Consequently, in general, without special instructions, data written by one CPU may or may not be visible to other CPUs, and writes that appear sequential on one CPU may become visible on other CPUs in any order.

There are special CPU instructions which can force the CPU to synchronize the cache with main memory, and which restrict the reordering of instructions. These are called memory barrier instructions, and come in several flavours, which determine the level of synchronization done.

Native Windows Synchronization Objects

Windows provides an assortment of synchronization objects: CRITICAL_SECTIONs, Semaphores, Events and Mutexes. Though all of them can be used to ensure that only one thread at a time has access to a given block of data, CRITICAL_SECTIONs and Mutexes are the only ones designed for the purpose.

A CRITICAL_SECTION is a relatively light-weight object, and can only be used within a single process. Use of a CRITICAL_SECTION requires use of the CRITICAL_SECTION-specific API. In contrast, the other synchronization objects are kernel objects, and can be used to provide synchronization between processes, as well as within a single process. All these objects can be used with the generic HANDLE-based APIs, such as WaitForSingleObject and WaitForMultipleObjectsEx.

Atomic Operations

As well as the synchronization objects described above, the Windows API provides a set of atomic operations, commonly implemented as compiler intrinsics that compile down to a single processor instruction. The most basic of these is the InterlockedExchange API, which atomically swaps two 32-bit values, such that all CPUs and cores in the system will see either the original value, or the new value.

This property is common to all the atomic APIs (all of which share the Interlocked prefix), which include increment, decrement, add, and compare-and-exchange. The latter comes in both 32-bit, and (on Windows Vista, Windows Server 2003, and 64-bit platforms) 64-bit variants, and is the basic workhorse of thread synchronization — all other operations can be built on it.

The semantics of these basic atomic operations also include the full memory barrier semantics necessary for synchronization between threads running on different CPUs — all writes to memory that occur in the source code before the atomic operation will be completed (and made visible to other CPUs) before the atomic operation, and all reads that in the source code after the atomic operation will not proceed until the atomic operation has complete.

Newer versions of Windows such as Windows Server 2003 and Windows Vista also provide additional variants of some of the atomic operations that only provide a write barrier (the xxxRelease variants), or a read barrier (the xxxAcquire variants), but these are not used for the implementation under discussion.

> [WHAT IS REQUIRED]:
From the passage on Windows thread synchronization, return everything from "This property is" down to "built on it." word for word.

> [DATASET CONTENT]:
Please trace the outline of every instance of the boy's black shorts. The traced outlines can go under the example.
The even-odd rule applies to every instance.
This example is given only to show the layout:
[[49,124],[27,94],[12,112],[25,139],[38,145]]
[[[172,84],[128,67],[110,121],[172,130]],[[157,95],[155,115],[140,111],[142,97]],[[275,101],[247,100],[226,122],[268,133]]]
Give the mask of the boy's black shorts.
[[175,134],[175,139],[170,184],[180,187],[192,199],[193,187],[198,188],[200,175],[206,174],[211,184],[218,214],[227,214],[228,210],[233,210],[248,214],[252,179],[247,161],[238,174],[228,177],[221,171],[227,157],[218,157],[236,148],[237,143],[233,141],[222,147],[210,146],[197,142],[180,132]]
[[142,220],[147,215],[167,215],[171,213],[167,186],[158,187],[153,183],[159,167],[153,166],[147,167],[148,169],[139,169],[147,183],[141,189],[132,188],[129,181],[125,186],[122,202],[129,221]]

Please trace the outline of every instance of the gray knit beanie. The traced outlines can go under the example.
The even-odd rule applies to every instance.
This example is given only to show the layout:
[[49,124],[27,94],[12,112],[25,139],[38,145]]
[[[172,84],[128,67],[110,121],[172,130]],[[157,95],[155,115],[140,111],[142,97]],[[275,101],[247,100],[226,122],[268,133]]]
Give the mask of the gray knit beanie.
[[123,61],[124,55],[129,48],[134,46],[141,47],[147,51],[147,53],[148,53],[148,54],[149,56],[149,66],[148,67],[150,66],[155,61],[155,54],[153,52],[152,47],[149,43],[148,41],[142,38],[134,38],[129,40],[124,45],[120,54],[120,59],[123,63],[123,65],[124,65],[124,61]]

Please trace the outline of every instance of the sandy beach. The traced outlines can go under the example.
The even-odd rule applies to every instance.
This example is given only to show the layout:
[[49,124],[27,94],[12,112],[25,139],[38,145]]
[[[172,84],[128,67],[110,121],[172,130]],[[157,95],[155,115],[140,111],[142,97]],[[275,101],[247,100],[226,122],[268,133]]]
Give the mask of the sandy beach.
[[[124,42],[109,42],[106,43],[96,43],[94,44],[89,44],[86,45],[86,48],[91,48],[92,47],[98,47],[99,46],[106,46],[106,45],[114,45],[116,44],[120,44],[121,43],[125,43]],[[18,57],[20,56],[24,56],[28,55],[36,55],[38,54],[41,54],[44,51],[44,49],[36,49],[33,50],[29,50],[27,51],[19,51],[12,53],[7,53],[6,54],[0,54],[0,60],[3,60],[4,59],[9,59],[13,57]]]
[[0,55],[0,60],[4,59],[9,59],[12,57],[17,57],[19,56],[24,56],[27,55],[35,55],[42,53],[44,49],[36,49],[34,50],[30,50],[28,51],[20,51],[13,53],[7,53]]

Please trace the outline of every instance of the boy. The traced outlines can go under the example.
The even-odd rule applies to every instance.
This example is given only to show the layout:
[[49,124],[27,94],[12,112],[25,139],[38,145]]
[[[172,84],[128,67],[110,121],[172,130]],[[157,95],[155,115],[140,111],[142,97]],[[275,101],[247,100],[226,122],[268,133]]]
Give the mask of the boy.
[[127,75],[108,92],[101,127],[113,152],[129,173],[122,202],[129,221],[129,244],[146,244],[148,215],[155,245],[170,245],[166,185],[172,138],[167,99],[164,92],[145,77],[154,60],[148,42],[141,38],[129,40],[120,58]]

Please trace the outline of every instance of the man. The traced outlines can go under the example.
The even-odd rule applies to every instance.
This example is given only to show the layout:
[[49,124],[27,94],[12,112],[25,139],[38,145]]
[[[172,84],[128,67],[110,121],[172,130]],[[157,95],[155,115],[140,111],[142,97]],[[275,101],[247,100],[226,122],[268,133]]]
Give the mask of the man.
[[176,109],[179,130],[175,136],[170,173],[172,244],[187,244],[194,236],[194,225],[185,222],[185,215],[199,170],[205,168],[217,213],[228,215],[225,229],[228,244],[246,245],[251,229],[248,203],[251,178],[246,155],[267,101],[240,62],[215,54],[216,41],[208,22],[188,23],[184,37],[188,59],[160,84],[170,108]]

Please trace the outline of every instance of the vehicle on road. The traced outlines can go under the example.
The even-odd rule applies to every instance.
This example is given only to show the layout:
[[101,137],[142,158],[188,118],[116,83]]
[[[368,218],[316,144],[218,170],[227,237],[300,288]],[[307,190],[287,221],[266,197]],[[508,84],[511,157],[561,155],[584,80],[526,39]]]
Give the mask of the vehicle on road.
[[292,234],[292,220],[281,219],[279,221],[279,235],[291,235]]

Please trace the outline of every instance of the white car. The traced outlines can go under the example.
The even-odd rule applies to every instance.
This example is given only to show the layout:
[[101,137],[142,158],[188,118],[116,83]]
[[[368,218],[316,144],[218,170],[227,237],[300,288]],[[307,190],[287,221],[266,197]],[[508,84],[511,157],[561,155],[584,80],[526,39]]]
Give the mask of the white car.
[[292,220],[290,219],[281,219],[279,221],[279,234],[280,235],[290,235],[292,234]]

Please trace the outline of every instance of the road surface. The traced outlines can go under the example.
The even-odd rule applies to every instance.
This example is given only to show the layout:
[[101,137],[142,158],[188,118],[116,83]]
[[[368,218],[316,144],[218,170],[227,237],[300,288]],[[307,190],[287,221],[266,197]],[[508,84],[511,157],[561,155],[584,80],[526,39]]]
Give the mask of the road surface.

> [FINAL RESULT]:
This property is common to all the atomic APIs (all of which share the Interlocked prefix), which include increment, decrement, add, and compare-and-exchange. The latter comes in both 32-bit, and (on Windows Vista, Windows Server 2003, and 64-bit platforms) 64-bit variants, and is the basic workhorse of thread synchronization — all other operations can be built on it.